• [WHAT IS ASKED]: Gather every line from the records below that contains the word "plaza", copying each one in full.

• [RECORD SET]:
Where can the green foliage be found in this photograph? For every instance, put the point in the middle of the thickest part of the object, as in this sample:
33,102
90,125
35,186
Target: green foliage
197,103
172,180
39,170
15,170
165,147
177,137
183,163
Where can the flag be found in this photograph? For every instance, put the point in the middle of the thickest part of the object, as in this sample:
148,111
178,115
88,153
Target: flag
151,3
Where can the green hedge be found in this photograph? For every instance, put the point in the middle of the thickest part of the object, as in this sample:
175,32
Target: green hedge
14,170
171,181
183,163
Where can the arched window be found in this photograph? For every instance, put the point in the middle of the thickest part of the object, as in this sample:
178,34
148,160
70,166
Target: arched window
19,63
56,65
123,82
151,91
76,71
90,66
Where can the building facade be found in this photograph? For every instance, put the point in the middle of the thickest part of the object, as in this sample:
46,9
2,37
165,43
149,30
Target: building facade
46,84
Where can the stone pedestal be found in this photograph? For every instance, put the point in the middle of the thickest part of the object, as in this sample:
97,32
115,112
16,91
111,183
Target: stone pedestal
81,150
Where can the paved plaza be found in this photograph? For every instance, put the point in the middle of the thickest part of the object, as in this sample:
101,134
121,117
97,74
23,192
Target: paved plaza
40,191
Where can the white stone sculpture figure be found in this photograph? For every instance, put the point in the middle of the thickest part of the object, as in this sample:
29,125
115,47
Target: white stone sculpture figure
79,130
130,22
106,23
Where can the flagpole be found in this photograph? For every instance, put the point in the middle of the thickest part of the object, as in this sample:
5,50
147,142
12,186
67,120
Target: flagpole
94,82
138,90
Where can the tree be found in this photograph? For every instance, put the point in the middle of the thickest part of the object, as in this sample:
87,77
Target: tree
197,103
...
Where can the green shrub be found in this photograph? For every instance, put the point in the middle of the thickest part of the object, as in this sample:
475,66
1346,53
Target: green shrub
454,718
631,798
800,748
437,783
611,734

• [WRITTEN ANSWER]:
Where can the paved plaza be found in this photograph? For every instance, put the point in the middle of the thickest part of the object, as in this sample:
Target: paved plaza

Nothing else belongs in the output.